# Extract:
— START —
There's no canon evidence indicating Shisui tried to use Koto on Danzou, or the circumstances behind him losing that eye. Just filler.

As for the thread, it's safe to assume Shisui is about as fast as Minato without Hiraishin, so it's basically similar to Itachi vs Minato matches, and comes down to genjutsu versus getting tagged.​


----------



## Koto Inuzuka (Jan 20, 2015)

Strategoob said:


> There's no canon evidence indicating Shisui tried to use Koto on Danzou, or the circumstances behind him losing that eye. Just filler.
> 
> As for the thread, it's safe to assume Shisui is about as fast as Minato without Hiraishin, so it's basically similar to Itachi vs Minato matches, and comes down to genjutsu versus getting tagged.​



In that case, can Minato tag Shisui before getting controlled by his genjutsu?


----------



## Trojan (Jan 20, 2015)

Strategoob said:


> There's no canon evidence indicating Shisui tried to use Koto on Danzou, or the circumstances behind him losing that eye. Just filler.
> *
> As for the thread, it's safe to assume Shisui is about as fast as Minato without Hiraishin, so it's basically similar to Itachi vs Minato matches, and comes down to genjutsu versus getting tagged.*​



How is that save to assume anyway? 

The most likely thing though is what we have already seen that FTG users are superior to MS users.


----------



## Kyu (Jan 20, 2015)

Minato is higher up on the food chain.

My money is on him.


----------



## The Pirate on Wheels (Jan 20, 2015)

If Shisui was anywhere around Minato, it wouldn't have been said that Minato was unparalleled.  

Shisui does have that hype for being famous for his use shunshin during battle, but I don't think his shunshin would be better than V2 Ei's shunshin usage, and after the first rush, Minato had his number.  In fact I think it would be much worse, and more in line with the shunshin blitzing Sasuke did, but without the unblockable sword.  My money is on Minato.


----------



## Trojan (Jan 20, 2015)

Seeing Jiraiya doing that with his head hurts my head.


----------



## Bloo (Jan 20, 2015)

If Shisui was capable of holding his own against Minato, I highly doubt he would have lost his eye to Danzo. And, sadly, that's about all the logic you can use in a Shisui related thread in the Battledome.


----------



## Sadgoob (Jan 20, 2015)

The Pirate on Wheels said:


> If Shisui was anywhere around Minato, it wouldn't have been said that Minato was unparalleled.
— END —
# Raw data:
— START —
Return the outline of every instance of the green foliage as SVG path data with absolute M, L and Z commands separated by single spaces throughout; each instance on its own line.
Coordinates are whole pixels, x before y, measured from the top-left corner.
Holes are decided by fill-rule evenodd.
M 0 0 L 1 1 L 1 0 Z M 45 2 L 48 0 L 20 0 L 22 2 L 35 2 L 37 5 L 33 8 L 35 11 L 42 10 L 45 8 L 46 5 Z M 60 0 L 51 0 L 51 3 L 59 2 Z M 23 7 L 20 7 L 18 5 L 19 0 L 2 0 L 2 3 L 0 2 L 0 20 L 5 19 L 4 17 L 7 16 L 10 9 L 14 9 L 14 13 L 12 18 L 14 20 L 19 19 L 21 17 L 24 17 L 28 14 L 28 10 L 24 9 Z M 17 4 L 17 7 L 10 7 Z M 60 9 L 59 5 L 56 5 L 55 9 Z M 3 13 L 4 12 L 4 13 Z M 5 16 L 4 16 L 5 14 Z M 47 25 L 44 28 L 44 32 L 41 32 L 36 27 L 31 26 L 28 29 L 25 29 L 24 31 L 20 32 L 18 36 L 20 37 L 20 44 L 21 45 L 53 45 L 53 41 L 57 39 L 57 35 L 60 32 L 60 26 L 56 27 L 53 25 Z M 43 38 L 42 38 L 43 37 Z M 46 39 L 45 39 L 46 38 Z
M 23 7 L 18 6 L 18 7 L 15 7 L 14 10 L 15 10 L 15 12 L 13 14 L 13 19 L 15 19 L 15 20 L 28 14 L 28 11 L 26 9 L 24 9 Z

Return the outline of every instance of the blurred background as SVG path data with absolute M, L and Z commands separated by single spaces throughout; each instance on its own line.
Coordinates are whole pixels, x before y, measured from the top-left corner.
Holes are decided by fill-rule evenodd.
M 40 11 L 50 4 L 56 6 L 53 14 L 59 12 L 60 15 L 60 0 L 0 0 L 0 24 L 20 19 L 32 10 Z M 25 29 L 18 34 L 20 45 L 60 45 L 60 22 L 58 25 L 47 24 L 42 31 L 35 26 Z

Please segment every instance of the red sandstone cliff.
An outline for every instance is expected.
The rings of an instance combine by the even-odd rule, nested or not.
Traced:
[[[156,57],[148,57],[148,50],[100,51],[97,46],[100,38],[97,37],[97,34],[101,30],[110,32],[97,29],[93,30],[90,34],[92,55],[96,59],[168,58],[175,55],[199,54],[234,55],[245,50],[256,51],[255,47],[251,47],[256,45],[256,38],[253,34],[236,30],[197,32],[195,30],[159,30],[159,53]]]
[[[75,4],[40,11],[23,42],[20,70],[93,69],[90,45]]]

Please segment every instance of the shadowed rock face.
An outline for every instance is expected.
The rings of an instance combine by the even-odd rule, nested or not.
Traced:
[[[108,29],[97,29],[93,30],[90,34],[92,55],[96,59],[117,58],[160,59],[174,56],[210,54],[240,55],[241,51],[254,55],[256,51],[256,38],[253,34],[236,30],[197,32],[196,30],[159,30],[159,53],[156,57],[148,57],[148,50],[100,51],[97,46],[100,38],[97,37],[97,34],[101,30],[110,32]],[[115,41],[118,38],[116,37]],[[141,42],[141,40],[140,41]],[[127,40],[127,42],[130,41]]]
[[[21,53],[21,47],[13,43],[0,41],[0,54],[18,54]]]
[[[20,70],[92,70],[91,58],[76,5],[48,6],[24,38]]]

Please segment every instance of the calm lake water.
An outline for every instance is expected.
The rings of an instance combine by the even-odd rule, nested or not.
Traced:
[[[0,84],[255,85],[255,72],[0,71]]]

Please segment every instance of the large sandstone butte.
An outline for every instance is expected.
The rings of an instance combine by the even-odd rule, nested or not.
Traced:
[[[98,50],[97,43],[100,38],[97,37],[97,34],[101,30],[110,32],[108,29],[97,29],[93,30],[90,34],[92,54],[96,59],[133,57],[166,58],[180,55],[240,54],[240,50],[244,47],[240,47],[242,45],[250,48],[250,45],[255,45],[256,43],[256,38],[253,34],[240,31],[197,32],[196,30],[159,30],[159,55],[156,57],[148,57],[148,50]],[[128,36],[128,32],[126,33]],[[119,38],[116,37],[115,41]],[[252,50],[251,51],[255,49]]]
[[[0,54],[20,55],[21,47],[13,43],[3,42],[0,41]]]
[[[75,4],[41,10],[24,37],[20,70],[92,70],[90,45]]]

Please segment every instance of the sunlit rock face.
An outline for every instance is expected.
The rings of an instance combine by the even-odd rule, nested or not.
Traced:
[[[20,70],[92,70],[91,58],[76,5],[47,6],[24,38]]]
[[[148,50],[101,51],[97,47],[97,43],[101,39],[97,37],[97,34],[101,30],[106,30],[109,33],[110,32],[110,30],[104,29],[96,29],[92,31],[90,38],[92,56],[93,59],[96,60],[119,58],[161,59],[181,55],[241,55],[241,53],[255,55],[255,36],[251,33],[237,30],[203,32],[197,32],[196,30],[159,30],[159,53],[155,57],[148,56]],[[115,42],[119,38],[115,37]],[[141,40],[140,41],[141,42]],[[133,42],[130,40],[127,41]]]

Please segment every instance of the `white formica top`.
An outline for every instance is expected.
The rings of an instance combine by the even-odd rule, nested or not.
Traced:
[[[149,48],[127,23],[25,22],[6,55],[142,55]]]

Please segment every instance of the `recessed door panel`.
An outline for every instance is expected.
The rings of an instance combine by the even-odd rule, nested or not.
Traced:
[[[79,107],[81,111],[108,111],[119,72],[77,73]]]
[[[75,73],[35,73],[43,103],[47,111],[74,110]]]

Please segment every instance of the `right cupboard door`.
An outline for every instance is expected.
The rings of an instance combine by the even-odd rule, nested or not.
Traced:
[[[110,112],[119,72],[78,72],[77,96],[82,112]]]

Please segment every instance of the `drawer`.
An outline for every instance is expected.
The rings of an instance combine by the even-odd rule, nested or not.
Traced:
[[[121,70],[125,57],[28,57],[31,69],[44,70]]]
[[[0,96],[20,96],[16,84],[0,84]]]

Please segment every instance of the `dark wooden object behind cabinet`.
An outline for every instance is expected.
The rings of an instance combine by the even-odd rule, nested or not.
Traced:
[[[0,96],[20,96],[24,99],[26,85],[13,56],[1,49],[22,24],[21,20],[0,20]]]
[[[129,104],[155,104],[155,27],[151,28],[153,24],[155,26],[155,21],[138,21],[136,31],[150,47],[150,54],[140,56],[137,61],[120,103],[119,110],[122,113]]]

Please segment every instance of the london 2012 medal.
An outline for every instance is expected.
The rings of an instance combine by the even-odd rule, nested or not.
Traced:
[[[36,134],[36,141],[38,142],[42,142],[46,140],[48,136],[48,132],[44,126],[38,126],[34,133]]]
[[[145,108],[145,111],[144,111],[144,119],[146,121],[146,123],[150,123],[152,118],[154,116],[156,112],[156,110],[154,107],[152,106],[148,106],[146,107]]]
— END —
— START —
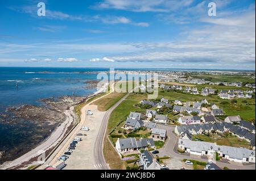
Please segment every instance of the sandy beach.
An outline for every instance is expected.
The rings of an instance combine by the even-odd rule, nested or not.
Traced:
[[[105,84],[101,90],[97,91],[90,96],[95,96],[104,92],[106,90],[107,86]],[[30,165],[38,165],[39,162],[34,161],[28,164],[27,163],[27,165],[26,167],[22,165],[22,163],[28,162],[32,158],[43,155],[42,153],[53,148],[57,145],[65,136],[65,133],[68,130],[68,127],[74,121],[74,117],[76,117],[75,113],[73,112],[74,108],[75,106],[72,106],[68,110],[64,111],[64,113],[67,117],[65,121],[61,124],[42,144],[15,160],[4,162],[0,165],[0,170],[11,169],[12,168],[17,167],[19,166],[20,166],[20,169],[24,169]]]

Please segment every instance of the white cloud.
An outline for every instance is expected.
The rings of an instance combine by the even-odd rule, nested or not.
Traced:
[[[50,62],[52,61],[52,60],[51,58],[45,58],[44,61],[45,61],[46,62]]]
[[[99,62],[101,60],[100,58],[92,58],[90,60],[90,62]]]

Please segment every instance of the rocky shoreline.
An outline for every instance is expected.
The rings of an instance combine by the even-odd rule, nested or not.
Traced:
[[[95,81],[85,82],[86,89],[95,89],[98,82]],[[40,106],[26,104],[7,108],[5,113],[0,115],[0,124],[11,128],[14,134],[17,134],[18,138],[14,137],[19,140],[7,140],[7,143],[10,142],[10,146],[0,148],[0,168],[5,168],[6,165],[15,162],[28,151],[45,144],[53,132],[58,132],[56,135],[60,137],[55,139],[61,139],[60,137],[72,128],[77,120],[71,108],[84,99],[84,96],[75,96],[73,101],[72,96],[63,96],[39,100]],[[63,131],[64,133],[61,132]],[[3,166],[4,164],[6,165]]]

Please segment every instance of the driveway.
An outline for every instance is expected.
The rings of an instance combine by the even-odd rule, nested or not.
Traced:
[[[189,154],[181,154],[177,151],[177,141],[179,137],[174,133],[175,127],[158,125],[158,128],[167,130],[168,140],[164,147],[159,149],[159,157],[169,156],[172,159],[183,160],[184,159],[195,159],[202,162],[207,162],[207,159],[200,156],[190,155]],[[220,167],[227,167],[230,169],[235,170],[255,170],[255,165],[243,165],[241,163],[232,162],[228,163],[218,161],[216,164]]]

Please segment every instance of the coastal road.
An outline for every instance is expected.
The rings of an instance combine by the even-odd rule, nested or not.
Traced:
— END —
# To be done:
Answer these about the forum thread above:
1. In Strategoob's first post, what does a fight between Shisui and Minato come down to?
2. Whose shunshin usage does The Pirate on Wheels doubt Shisui's shunshin would surpass?
3. According to Bloo, what did Shisui lose to Danzo?

# Answer to the exercise:
1. Genjutsu versus getting tagged.
2. V2 Ei's.
3. His eye.